Prompt: Below are some records; give them all again exactly, but not the pictures.

Rows from a dataset:
------------------------------------------------------------

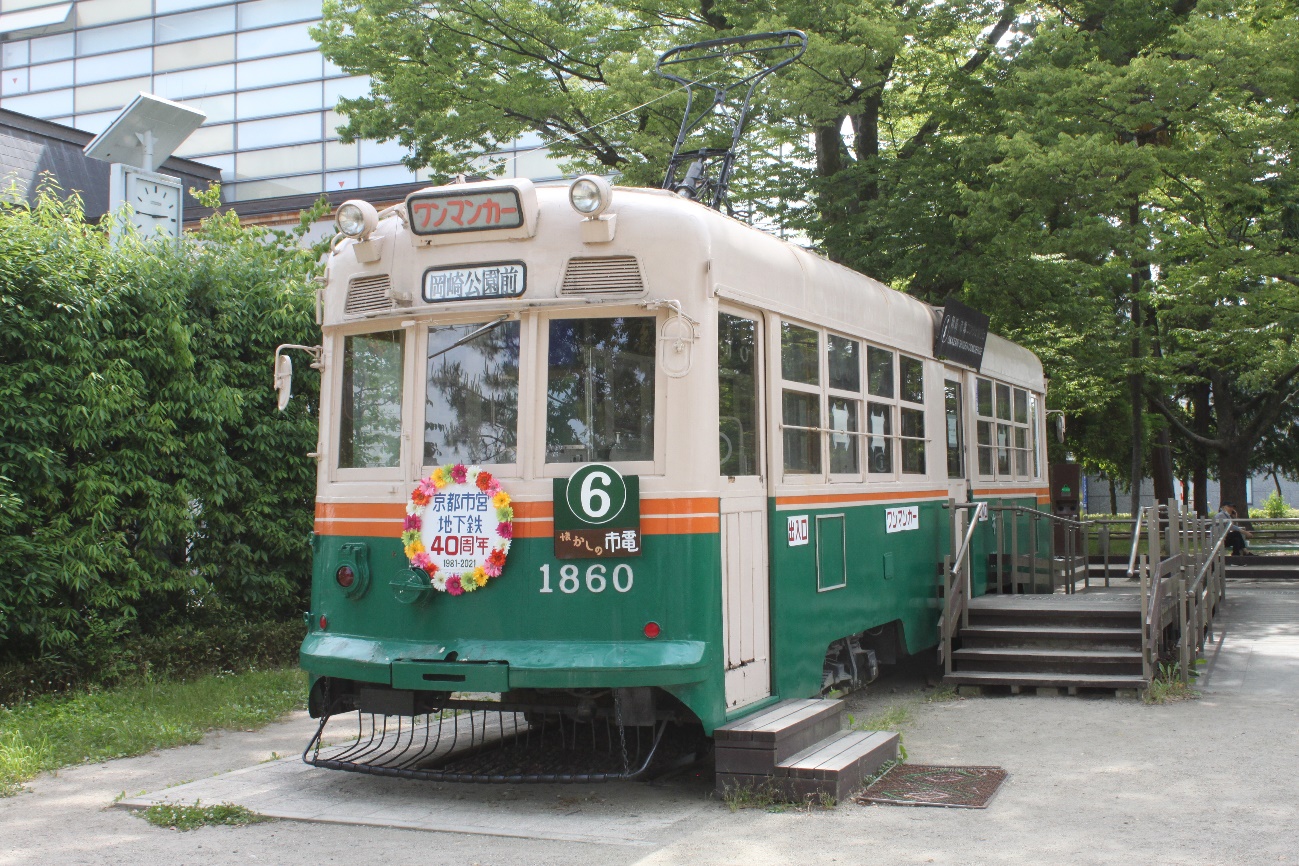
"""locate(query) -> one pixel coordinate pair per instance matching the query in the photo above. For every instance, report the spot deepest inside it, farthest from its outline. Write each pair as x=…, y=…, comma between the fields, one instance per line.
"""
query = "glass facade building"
x=251, y=66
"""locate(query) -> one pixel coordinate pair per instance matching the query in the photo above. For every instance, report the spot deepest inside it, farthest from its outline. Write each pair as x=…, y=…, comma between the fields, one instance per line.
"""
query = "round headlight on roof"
x=356, y=218
x=590, y=195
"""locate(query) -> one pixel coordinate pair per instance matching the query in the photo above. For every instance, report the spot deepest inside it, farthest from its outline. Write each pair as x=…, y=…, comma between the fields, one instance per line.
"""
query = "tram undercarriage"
x=522, y=736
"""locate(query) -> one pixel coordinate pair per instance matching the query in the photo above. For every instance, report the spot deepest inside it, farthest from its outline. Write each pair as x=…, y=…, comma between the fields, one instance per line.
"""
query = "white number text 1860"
x=596, y=578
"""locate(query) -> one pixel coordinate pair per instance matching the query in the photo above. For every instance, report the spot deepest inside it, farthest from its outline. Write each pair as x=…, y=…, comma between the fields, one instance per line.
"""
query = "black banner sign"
x=961, y=335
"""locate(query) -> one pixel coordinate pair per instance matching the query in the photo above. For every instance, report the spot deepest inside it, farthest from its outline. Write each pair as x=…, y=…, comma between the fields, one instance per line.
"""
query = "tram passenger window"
x=1003, y=401
x=737, y=388
x=1033, y=434
x=802, y=417
x=472, y=394
x=880, y=438
x=955, y=434
x=370, y=412
x=983, y=392
x=843, y=362
x=985, y=447
x=799, y=357
x=600, y=390
x=1003, y=449
x=843, y=439
x=880, y=371
x=912, y=379
x=844, y=365
x=912, y=434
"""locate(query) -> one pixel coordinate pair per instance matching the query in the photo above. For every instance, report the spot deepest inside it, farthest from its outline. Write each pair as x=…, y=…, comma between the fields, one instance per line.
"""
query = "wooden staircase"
x=1051, y=642
x=799, y=749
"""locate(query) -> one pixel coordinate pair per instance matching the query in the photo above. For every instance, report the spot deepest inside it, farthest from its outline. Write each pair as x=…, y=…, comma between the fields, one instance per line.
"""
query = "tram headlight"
x=590, y=195
x=356, y=218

------------------------------------------------------------

Solution to the problem:
"""locate(query) -> one pixel coordinate pair per instance matching the query in the photo above. For every instance, report the spot deepest inside it, farthest from its outline. Write each pair as x=…, y=…, comma between the fields, one instance per line.
"""
query = "glass facade building"
x=251, y=66
"""locate(query) -> one pixel coordinate pair per instance matching the query in the photo above. For every instance, report the spot deepest inside it, farthest from its outline. Write each pair as x=…, y=…, comma between the fields, one instance per line.
"""
query = "round headlight on roof"
x=356, y=218
x=590, y=195
"""locate(query) -> one pixel coordinate pair per instance matching the query in the photo above. For every instance, report the spot deepest inside it, farthest from its outline. Write each pair as x=…, y=…, comma between the fields, one instance per line.
"""
query = "tram undercarriage"
x=522, y=736
"""locate(query) -> one pixel coordinate pair per instance matching the query in the photo above. For every instance, report the spot deepest inside it, farthest from its outline. Write each pair as x=…, y=…, comma between the fields, one instance per line.
"""
query = "white number text 1860"
x=596, y=578
"""locate(query) -> one pixel coordinate pair per instance matching the query in the photo above. For every instance, report the spot deepest inside it, farthest from its outline. Write each pair as x=…, y=…, comma between the fields, one instance per line.
"""
query = "black banner sign"
x=961, y=335
"""locate(query) -> one pixel coordinate pair per instance matching the query in the photo above. For every instance, report the spot deepest inside it, farthest from its outline. Write each pair as x=…, y=…, comma between the fields, one instance per line.
"""
query = "tram passenger window"
x=1003, y=401
x=737, y=388
x=1033, y=434
x=802, y=417
x=472, y=394
x=880, y=438
x=955, y=434
x=370, y=412
x=983, y=392
x=843, y=362
x=985, y=447
x=799, y=357
x=600, y=390
x=1003, y=449
x=843, y=439
x=880, y=371
x=912, y=379
x=844, y=365
x=912, y=434
"""locate(query) -> one pixel coordinate pair per instance matching the query in the photo above. For every instance, report the spot deepest inside it, farthest from its outline. Write each pair as x=…, y=…, comma between the fields, one instance per line.
"""
query = "wooden staircase"
x=1051, y=642
x=799, y=749
"""locate(query) -> one pixel coordinate pair per instance matching the query in the photo above. For every instance, report the spot deepest inside it, farthest from its outline. Write each pair as x=…, y=…, comma between the fields, one instance per line.
"""
query = "tram headlight"
x=590, y=195
x=356, y=218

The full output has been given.